* **EXCERPT TO READ**:
###
21 February 2006

Iraq Power Shift Widens a Gulf Between Sects

By Sabrina Tavernise
The New York Times, 18 February 2006

BAGHDAD, Iraq, Feb. 17 — Not long after the Americans occupied Iraq, strange things began happening in the family of Fatin Abdel Sattar, a Sunni Arab.

Her teenage son stopped giving his Sunni name in Shiite areas. Her sister's marriage fell apart as her Shiite husband turned his anger over old wounds on his Sunni spouse.

"We're concluding that it's better not to marry those from another sect," Ms. Abdel Sattar said, "to avoid problems in the future, to try to make our children's lives a little easier."

Of all of the changes that have swept Iraqi society since the American invasion almost three years ago, one of the quieter ones, yet also one of the most profound, has been the increased identification with one's own sect. In the poisonous new mix of violence, sectarian politics and lawlessness, families are turning inward to protect themselves.

"Since the state was dismantled in Iraq, institutions have disappeared and people have withdrawn into their clans and tribes," Ayad Allawi, the former prime minister, said in a recent interview.
###
* **INFORMATION SUPPLIED**:

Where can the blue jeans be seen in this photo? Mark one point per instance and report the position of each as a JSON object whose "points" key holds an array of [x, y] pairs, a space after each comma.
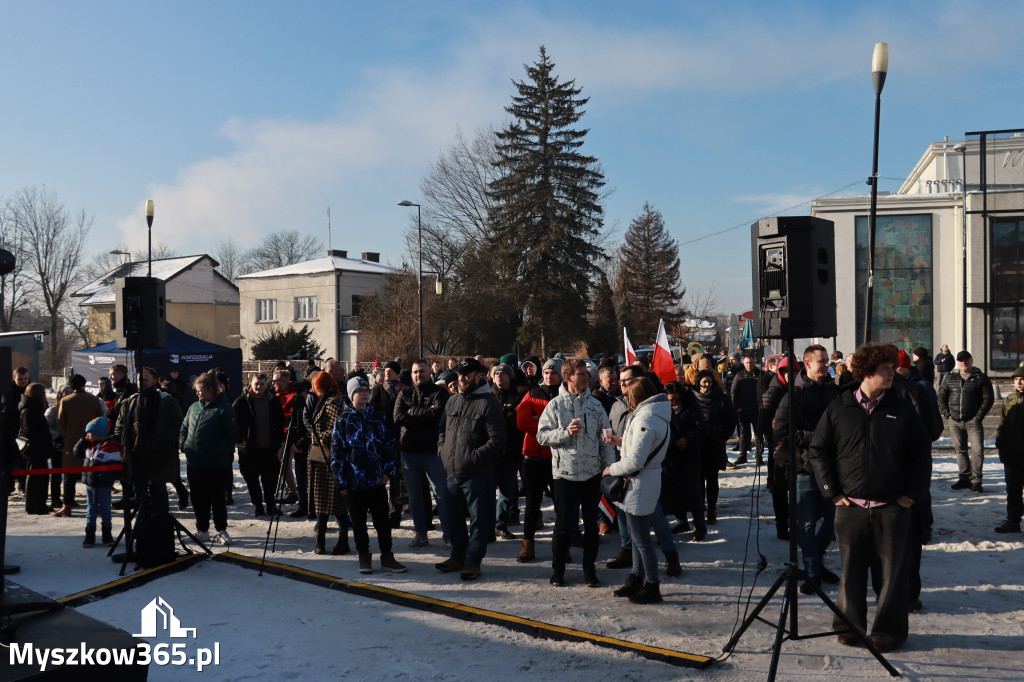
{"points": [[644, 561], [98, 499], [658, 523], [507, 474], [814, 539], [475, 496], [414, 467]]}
###
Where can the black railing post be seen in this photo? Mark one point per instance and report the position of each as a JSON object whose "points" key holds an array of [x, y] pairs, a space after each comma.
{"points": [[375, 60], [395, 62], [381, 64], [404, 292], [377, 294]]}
###
* **DIRECTIONS**:
1. Answer these questions from the article on sects in Iraq:
(a) What did Fatin Abdel Sattar's teenage son stop doing in Shiite areas?
(b) What has Ms. Abdel Sattar's family concluded about marriage?
(c) According to Ayad Allawi, what have people withdrawn into?
2. Please say whether each statement agrees with the article on sects in Iraq. Answer yes or no, and quote the words from the article that decide it.
(a) The American invasion took place almost three years before the article.
(b) Fatin Abdel Sattar is a Shiite.
(c) Ayad Allawi is described as the current prime minister.
3. Summarize the article on sects in Iraq in two sentences.

* **SOLUTIONS TO THE TASKS**:
1.
(a) He stopped giving his Sunni name.
(b) That it is better not to marry those from another sect.
(c) Their clans and tribes.

2.
(a) Yes: "since the American invasion almost three years ago"
(b) No: "Fatin Abdel Sattar, a Sunni Arab"
(c) No: "Ayad Allawi, the former prime minister"

3. Since the American invasion, Iraqis have increasingly identified with their own sect, a quiet but profound change as families turn inward amid violence, sectarian politics and lawlessness. In one Sunni family, a son stopped giving his Sunni name in Shiite areas and a sister's marriage to a Shiite fell apart, and former prime minister Ayad Allawi says that since the state was dismantled people have withdrawn into their clans and tribes.